::: Verilen metin
15 Mart 2015 Pazar

CGS içinde YGS


CGS içinde YGS


 

Bugün 15 Mart 2015 Pazar. Üniversite imtihanının birinci basamağı bugün yapılıyor. Bu münasebetle bugün eski bir yazıyı yeni düzenlemesiyle yayınlamak istiyoruz.

 

***

 

   Meryemler Ankara’da yaşıyorlardı. Mehmetçik Lisesine gidiyordu. Çok çalışmıştı. Nihayet büyük gün geldi. Sınav yeri olarak gecekondu mahallesinde bir yıkık-dökük İlköğretim Okulu çıkmıştı.

 

   Üstelik ilkokul birinci sınıf öğrencilerinin küçücük sıralarında zor şartlarda sınava girecekti. Ama nasılsa sonunda iyi bir üniversite ve mutlu bir ömür olmayacak mıydı? Şartlar zorda olsa önemli olan sınavdı ve önemli olan başarılı olmaktı. Gerisinin aslında çokta önemi yoktu.
::::::
▶ **Yapılacak çalışmalar**
- 1) Verilen metne göre eski bir yazı neden o gün yeni düzenlemesiyle yayınlanıyor? Bir ila üç cümleyle açıklayın.
- 2) Verilen metinde "Bugün 15 Mart" sözcüklerinin geçtiği yerden başlayın, "düzenlemesiyle yayınlamak istiyoruz." sözcüklerinden sonra durun ve bu bölümü harfi harfine yazıya geçirin.
::: Veri bloğu
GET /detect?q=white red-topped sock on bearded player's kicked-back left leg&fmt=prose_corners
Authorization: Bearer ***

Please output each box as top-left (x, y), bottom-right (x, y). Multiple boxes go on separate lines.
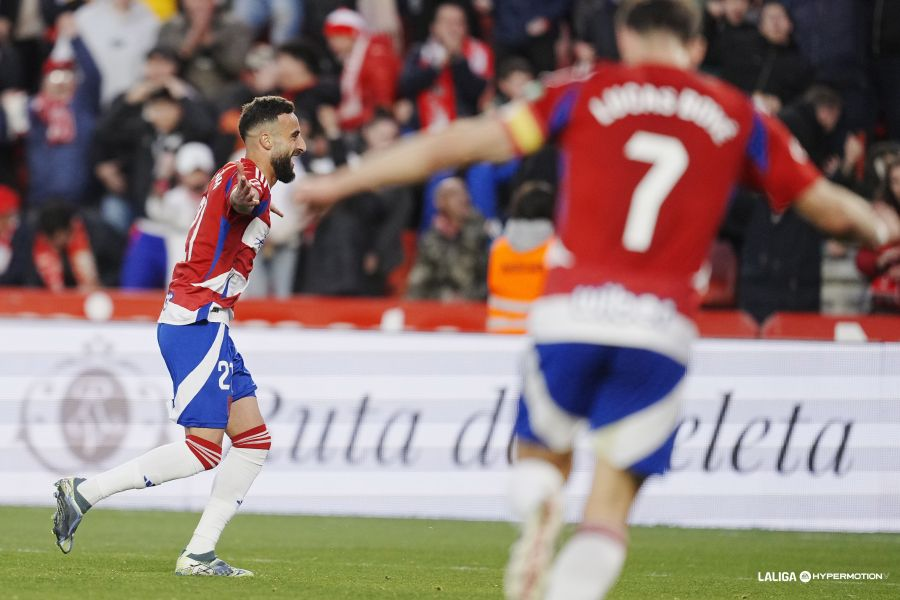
top-left (77, 435), bottom-right (222, 510)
::::::
▶ **Cevap listesi**
- 1) Çünkü 15 Mart 2015 Pazar günü üniversite sınavının birinci basamağı yapılıyor. Eski yazı bu münasebetle yeni düzenlemesiyle yayınlanıyor.

- 2)
Bugün 15 Mart 2015 Pazar. Üniversite imtihanının birinci basamağı bugün yapılıyor. Bu münasebetle bugün eski bir yazıyı yeni düzenlemesiyle yayınlamak istiyoruz.